### EXTRAIT FOURNI
****************************************
Pour ce qui concerne la suppression des images, il y a une procédure. Pour autant, les enquêteurs et les autorités, de police en l'occurrence, peuvent tout de même adresser une notification aux détenteurs d'images, au cas où le substitut compétent n'aurait pas adressé la demande de préservation des images dans le délai requis. Je suppose que cela se produit parfois.

Debut de section - PermalienPhoto de Olivier Paccaud

J'ai bien noté votre sérénité sur la capacité des forces de l'ordre à faire face à des problématiques de délinquance lors de ce type d'événement. Si elles ont été débordées cette fois-là, c'est donc qu'il y a eu un problème dans la préparation. J'ai posé deux fois la même question à M. Lallement, mais aussi au ministre, sur la notion de match à risque. Vous avez déclaré vous-même que ce n'était pas un match à risque. Vous n'avez pas utilisé exactement ce terme, mais vous avez parlé d'hooliganisme, en disant qu'il n'y avait pas de crainte à avoir, et qu'il n'y avait pas de risque prévisible de violences avérées. Je suis très surpris que, à l'inverse, le match Nice-Nantes ait été classé comme à risque, alors qu'il n'a donné lieu à aucun problème de délinquance. Je ne sais si la finale de la Coupe de France était de votre ressort...

Au Stade de France, n'y a-t-il pas eu une sous-estimation du risque ? Il y a le risque venant des hooligans et celui causé par ceux que vous avez appelés les jeunes délinquants. Dans votre rapport, vous déplorez « la non-lecture de signes avant-coureurs de la présence d'individus malveillants venus en grand nombre près du stade pour commettre des actes de malveillance ». Qu'est-ce que cette non-lecture ? Qui aurait dû voir ces signes avant-coureurs ? Quels étaient ces risques ?

Vous avez indiqué que des actes malveillants avaient été mis en évidence dès 14 heures, c'est-à-dire six heures avant que le gros du problème ait lieu. Il n'y a eu aucune adaptation ou réaction. Cela ne pose-t-il pas de problème ? Vous avez été préfet de police. Si vous l'étiez toujours, qu'auriez-vous fait ?

Debut de section - Permalien
Michel Cadot, délégué interministériel aux jeux Olympiques et Paralympiques 2024 et délégué interministériel aux grands événements sportifs

Sur la cérémonie d'ouverture des jeux, un travail a été engagé depuis plus d'un an de manière extrêmement méthodique. Ce sera un évènement inédit, nouveau, qui doit être une fête populaire, comme il s'en est déjà déroulé, avec des centaines de milliers de personnes, autour des Champs-Élysées, dans d'autres circonstances - ou dans d'autres pays, comme nous l'avons vu encore tout récemment de l'autre côté de la Manche. Nous sommes capables de faire cela, mais il faut un dispositif précisément planifié, aussi bien sur les risques proprement nautiques que sur ceux liés à l'accès, au contrôle, à la fluidité de circulation ou au nombre de points d'entrée pour éviter des engorgements par des flux qui convergeraient sur les mêmes lieux.
****************************************
### DONNÉES FOURNIES
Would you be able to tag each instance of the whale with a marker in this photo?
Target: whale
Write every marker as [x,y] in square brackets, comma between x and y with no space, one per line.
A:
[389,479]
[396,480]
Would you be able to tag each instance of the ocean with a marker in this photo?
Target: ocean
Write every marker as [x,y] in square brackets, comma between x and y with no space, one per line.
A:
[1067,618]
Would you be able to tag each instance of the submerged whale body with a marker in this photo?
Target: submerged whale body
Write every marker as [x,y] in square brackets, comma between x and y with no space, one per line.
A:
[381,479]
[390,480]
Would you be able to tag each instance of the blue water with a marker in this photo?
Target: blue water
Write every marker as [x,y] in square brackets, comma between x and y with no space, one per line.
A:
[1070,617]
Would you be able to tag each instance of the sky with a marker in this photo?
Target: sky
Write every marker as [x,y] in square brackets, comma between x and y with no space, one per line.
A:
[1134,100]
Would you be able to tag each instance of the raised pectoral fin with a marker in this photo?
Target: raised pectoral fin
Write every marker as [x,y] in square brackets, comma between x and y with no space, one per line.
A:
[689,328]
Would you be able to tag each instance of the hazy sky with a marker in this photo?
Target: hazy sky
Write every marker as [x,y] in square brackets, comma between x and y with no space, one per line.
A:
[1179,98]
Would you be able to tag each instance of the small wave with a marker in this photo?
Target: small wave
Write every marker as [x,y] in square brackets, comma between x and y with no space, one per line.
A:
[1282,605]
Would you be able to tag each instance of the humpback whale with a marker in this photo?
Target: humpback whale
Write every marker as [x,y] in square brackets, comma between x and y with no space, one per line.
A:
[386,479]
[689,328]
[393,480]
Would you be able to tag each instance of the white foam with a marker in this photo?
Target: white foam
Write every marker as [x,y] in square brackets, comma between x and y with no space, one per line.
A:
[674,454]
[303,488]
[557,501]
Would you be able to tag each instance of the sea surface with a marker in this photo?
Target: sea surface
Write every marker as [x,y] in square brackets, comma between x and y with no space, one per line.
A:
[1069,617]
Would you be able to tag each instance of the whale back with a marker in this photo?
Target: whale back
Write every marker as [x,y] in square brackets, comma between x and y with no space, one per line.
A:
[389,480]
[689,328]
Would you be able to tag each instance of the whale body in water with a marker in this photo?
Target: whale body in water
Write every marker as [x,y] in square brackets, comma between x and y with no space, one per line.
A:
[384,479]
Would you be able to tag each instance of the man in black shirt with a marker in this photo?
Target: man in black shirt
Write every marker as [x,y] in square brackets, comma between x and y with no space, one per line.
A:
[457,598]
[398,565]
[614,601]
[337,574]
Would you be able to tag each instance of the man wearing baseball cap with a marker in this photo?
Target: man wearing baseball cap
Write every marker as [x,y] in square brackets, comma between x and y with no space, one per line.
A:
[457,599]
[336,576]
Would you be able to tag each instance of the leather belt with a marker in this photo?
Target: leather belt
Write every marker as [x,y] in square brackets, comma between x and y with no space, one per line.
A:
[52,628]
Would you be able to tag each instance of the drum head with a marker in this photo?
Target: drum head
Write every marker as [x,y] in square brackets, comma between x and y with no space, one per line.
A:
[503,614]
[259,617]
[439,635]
****************************************
### CONSIGNE A
Pour chacune des affirmations suivantes, indiquez si elle est conforme à l'extrait sur la sécurité des grands événements sportifs en répondant par oui ou par non, et citez les mots de l'extrait qui le justifient.
(i) Le match Nice-Nantes a été classé comme à risque.
(ii) Des actes malveillants ont été mis en évidence dès 16 heures.
(iii) Le travail sur la cérémonie d'ouverture des jeux a été engagé depuis plus d'un an.
### CONSIGNE B
Répondez brièvement à ces questions à partir de l'extrait sur la sécurité des grands événements sportifs.
(i) Outre le ministre, à qui l'intervenant dit-il avoir posé deux fois la même question ?
(ii) Quelle fonction passée l'intervenant attribue-t-il à son interlocuteur ?
(iii) Autour de quel lieu des fêtes populaires ont-elles déjà réuni des centaines de milliers de personnes ?
### CONSIGNE C
Poursuivez l'extrait sur la sécurité des grands événements sportifs à partir de sa dernière phrase.

### RÉPONSE A
(i) Oui : « le match Nice-Nantes ait été classé comme à risque ».
(ii) Non : « des actes malveillants avaient été mis en évidence dès 14 heures ».
(iii) Oui : « un travail a été engagé depuis plus d'un an ».

### RÉPONSE B
(i) À M. Lallement.
(ii) Celle de préfet de police.
(iii) Autour des Champs-Élysées.

### RÉPONSE C
Un traitement différencié est prévu entre les quais bas, réservés aux tribunes payantes, et les quais hauts, qui seraient, pour la première fois dans l'histoire des jeux, ouverts gratuitement au grand public, aux familles et aux visiteurs.

Cet évènement pose objectivement un défi considérable de logistique et d'organisation. Il nous reste deux ans pour le préparer. Sa définition tiendra compte de ce que nous sommes en train d'évoquer sur le cas très particulier de l'accès au Stade de France et à ses abords. Nous aurons à filtrer un public nombreux, venu en principe pour partager une fête et un très beau moment - le risque terroriste est un autre sujet. Nous aurons aussi à le trier, entre ceux qui auront acheté une place dans les tribunes et ceux qui souhaiteront simplement déambuler sur les quais hauts.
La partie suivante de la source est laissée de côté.